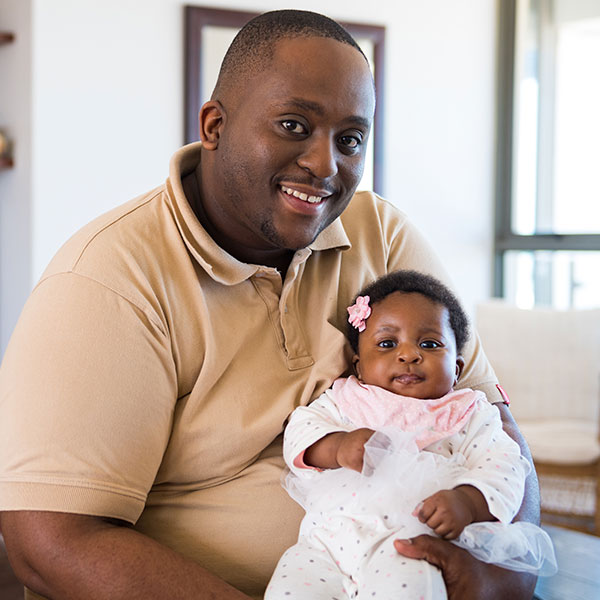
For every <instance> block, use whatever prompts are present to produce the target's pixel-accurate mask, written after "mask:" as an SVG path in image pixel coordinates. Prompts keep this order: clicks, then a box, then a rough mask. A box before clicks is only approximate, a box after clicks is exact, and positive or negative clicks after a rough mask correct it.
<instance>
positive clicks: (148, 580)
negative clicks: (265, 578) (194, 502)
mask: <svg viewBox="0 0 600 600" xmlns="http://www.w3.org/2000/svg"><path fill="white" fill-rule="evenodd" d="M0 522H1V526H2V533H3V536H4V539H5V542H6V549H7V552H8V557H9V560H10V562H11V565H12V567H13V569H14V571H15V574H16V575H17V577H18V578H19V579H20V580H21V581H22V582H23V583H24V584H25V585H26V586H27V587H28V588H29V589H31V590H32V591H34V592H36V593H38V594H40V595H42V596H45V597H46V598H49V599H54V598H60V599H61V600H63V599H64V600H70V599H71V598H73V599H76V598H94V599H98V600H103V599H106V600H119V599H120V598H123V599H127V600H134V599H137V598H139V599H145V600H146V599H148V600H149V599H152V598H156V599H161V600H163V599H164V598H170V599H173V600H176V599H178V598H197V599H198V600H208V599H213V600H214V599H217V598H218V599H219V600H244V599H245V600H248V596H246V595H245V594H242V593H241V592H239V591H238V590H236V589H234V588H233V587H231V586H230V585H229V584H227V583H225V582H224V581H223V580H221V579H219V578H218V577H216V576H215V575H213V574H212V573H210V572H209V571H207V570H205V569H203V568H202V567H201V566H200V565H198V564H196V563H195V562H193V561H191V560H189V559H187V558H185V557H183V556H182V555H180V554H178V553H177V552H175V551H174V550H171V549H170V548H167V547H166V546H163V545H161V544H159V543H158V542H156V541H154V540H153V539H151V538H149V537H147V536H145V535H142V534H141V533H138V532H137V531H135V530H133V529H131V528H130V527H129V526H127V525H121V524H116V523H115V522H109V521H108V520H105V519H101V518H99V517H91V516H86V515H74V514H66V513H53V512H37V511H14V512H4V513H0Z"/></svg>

========================

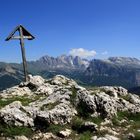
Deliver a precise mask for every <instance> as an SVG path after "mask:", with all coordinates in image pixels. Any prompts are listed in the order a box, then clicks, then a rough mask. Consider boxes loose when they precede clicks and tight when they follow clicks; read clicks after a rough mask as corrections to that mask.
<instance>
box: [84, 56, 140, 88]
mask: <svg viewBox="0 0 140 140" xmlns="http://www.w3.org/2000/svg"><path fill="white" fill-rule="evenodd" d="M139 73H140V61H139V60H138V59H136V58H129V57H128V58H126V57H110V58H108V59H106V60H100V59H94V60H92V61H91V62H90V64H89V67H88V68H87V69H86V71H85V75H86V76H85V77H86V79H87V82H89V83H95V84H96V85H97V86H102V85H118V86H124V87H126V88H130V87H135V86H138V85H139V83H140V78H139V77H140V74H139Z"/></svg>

========================

__REQUIRED WORK__. In the entries above, find the line with "For every <instance> block, use" and the line with "positive clicks: (148, 580)", then set down exactly those two and every line between them, nothing else.

__TASK ANSWER__.
For every <instance> block, use whatever prompts are present to produce the target's pixel-accurate mask, written after "mask:" as an SVG path in image pixel coordinates. Prompts keep this order: clicks, then a box, then a rough mask. A box before clicks is only approximate, a box after clicks is exact, and positive or negative clicks after a rough mask correct it.
<instance>
positive clicks: (148, 580)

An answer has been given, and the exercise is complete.